TASK DETAILS:
Of the entries below, return exactly those lines that fall between the one containing "Target: basement window" and the one containing "Put a single dot on each instance of the white double", the two end lines included.

AVAILABLE DATA:

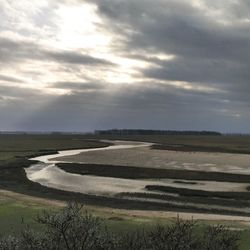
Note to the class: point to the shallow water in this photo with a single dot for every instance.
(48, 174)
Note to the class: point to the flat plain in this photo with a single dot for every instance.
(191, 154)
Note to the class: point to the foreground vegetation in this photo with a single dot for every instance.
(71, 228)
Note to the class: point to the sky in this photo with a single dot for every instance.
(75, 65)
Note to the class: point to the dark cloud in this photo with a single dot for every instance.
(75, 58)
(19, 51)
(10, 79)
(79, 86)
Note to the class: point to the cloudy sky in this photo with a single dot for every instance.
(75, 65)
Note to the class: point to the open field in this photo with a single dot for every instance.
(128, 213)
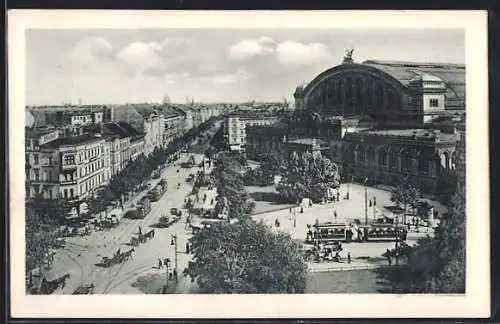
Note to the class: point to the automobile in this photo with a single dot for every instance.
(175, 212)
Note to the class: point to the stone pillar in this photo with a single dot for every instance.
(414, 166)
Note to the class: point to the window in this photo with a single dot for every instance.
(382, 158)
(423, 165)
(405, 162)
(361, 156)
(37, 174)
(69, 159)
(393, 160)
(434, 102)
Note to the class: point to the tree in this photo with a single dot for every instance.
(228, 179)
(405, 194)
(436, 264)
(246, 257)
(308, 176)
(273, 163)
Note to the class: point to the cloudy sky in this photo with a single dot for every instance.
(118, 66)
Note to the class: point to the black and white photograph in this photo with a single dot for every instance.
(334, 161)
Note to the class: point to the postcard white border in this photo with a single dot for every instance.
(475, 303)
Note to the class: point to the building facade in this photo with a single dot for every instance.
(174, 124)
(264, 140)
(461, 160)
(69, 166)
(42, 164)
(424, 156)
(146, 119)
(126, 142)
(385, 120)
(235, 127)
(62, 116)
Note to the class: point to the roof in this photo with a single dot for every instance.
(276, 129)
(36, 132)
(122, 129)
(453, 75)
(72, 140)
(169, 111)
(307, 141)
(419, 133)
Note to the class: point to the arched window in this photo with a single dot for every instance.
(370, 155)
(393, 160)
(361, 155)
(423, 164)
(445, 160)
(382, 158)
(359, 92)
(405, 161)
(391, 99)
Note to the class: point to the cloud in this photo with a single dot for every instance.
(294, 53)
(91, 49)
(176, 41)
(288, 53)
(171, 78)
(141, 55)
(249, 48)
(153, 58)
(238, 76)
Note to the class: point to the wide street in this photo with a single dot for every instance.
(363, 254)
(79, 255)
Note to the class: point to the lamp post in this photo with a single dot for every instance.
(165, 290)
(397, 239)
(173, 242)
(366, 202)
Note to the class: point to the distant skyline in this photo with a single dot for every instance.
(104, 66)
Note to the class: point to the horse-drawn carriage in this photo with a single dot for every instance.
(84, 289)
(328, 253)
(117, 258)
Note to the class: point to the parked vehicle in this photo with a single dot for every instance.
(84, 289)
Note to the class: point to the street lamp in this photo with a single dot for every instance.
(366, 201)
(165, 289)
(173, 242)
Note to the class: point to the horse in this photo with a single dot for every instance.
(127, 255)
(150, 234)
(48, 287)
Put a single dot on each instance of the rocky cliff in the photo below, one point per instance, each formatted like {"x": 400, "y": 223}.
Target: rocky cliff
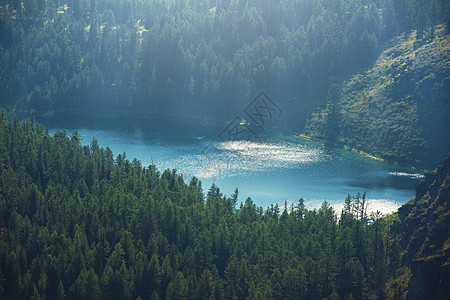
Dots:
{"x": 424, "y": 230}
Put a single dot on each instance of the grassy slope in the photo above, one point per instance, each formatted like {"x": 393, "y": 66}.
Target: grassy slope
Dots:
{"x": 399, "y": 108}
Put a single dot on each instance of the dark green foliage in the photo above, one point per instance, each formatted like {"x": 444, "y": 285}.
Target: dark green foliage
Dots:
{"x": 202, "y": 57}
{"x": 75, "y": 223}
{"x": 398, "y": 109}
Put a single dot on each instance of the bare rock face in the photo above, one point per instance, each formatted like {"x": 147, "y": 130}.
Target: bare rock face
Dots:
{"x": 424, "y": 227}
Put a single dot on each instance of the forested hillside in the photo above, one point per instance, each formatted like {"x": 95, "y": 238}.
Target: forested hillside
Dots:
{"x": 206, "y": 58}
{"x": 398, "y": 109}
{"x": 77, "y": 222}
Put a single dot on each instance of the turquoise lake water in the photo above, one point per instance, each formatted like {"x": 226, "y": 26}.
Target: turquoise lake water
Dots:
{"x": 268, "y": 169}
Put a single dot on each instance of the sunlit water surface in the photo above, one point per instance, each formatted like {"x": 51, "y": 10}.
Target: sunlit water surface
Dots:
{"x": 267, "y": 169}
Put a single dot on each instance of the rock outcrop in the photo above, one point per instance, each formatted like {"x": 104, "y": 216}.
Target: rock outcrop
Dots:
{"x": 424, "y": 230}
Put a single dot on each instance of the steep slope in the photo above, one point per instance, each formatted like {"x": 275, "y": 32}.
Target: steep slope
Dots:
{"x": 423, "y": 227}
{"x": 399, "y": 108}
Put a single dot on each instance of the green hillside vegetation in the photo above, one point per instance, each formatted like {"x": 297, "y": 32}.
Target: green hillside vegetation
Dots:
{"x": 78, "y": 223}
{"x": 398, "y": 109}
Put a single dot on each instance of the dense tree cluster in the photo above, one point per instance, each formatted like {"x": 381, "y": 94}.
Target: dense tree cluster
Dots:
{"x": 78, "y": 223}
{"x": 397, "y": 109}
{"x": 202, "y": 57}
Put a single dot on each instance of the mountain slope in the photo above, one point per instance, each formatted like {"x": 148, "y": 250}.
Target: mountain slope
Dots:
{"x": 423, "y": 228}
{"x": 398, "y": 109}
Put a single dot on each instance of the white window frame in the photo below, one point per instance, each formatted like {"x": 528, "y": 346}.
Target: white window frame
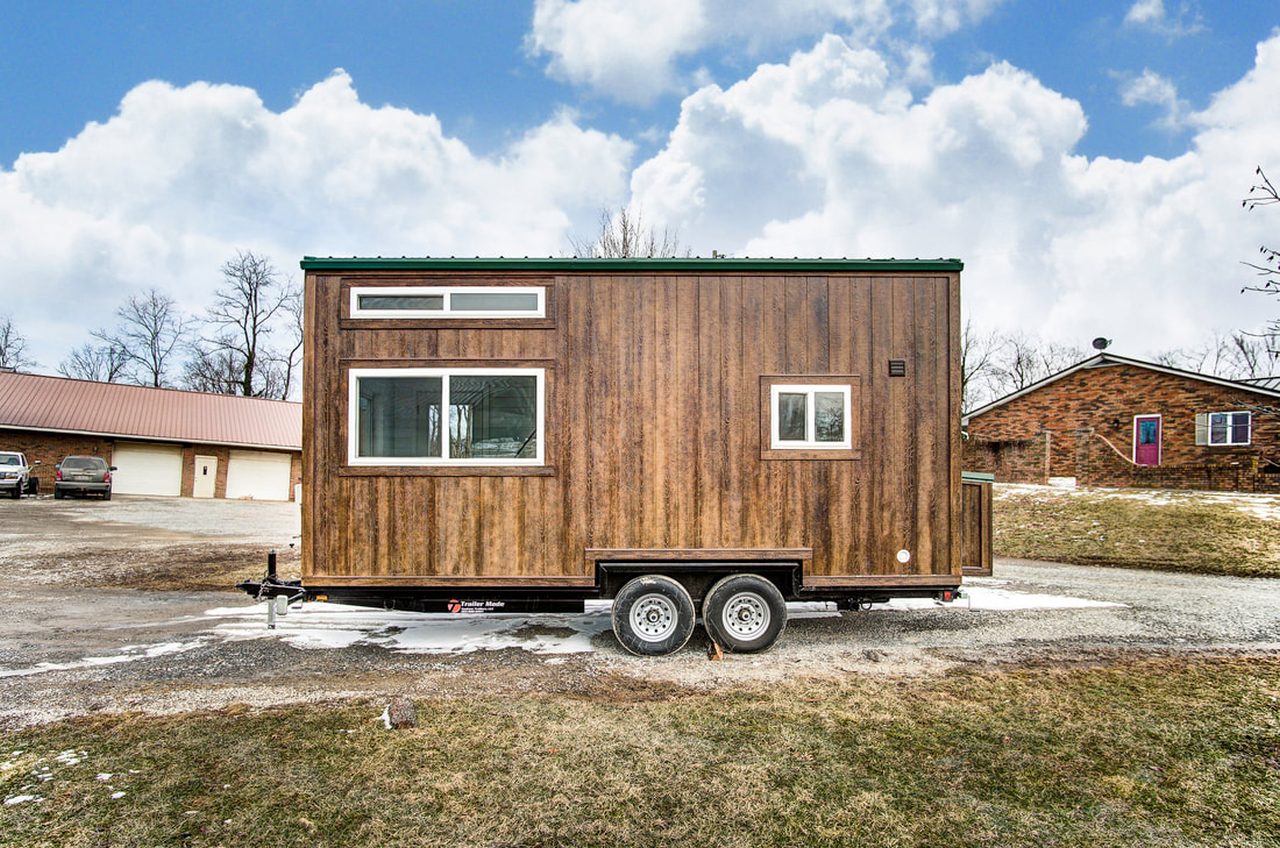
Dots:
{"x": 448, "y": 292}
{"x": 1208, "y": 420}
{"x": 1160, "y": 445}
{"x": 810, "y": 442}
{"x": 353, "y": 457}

==

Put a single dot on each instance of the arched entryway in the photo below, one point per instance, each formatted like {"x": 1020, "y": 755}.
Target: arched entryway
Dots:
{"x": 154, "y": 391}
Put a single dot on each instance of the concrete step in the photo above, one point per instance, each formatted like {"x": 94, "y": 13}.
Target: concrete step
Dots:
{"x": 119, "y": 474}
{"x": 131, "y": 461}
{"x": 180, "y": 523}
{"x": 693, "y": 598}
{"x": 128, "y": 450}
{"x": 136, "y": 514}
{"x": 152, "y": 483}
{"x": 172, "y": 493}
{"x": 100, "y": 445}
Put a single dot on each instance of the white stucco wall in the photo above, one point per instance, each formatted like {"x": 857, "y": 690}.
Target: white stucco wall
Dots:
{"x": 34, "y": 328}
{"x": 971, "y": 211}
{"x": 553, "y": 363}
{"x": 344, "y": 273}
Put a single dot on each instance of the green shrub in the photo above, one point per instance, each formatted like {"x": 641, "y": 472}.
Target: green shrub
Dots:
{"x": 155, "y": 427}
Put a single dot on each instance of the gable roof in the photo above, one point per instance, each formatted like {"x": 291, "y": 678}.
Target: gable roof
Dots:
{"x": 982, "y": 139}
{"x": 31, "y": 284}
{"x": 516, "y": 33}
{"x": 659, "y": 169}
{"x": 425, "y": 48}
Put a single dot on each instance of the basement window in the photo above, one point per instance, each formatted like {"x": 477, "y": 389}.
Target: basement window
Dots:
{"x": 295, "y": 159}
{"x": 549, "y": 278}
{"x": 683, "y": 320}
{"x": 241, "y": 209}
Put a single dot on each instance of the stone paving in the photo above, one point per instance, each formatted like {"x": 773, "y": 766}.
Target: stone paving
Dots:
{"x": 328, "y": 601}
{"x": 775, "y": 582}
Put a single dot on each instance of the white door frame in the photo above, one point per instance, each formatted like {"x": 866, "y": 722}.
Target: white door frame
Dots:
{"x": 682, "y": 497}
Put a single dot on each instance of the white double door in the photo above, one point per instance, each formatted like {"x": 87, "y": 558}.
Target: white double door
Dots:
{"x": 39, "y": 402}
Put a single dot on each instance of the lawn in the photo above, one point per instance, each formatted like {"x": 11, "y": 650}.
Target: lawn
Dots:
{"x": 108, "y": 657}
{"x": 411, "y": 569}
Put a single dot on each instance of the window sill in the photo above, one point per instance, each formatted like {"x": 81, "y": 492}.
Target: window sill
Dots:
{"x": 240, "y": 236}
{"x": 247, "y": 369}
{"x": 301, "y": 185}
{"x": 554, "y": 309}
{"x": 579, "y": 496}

RESPONSE FOR THIS EXERCISE:
Target: basement window
Dots:
{"x": 295, "y": 159}
{"x": 549, "y": 278}
{"x": 683, "y": 320}
{"x": 241, "y": 209}
Put a single dot on each instance of the stone paving in the photo above, one point per instance, each formatted like {"x": 773, "y": 766}.
Target: stone paving
Dots:
{"x": 328, "y": 601}
{"x": 775, "y": 582}
Put a single dot on each instance of the white door frame in the photo above, one point per instance, each formatted like {"x": 866, "y": 722}.
Target: white door frame
Dots:
{"x": 682, "y": 497}
Put a single dot on each instance of the white double door in the photo above, one point per instance, each formatted like {"x": 87, "y": 558}.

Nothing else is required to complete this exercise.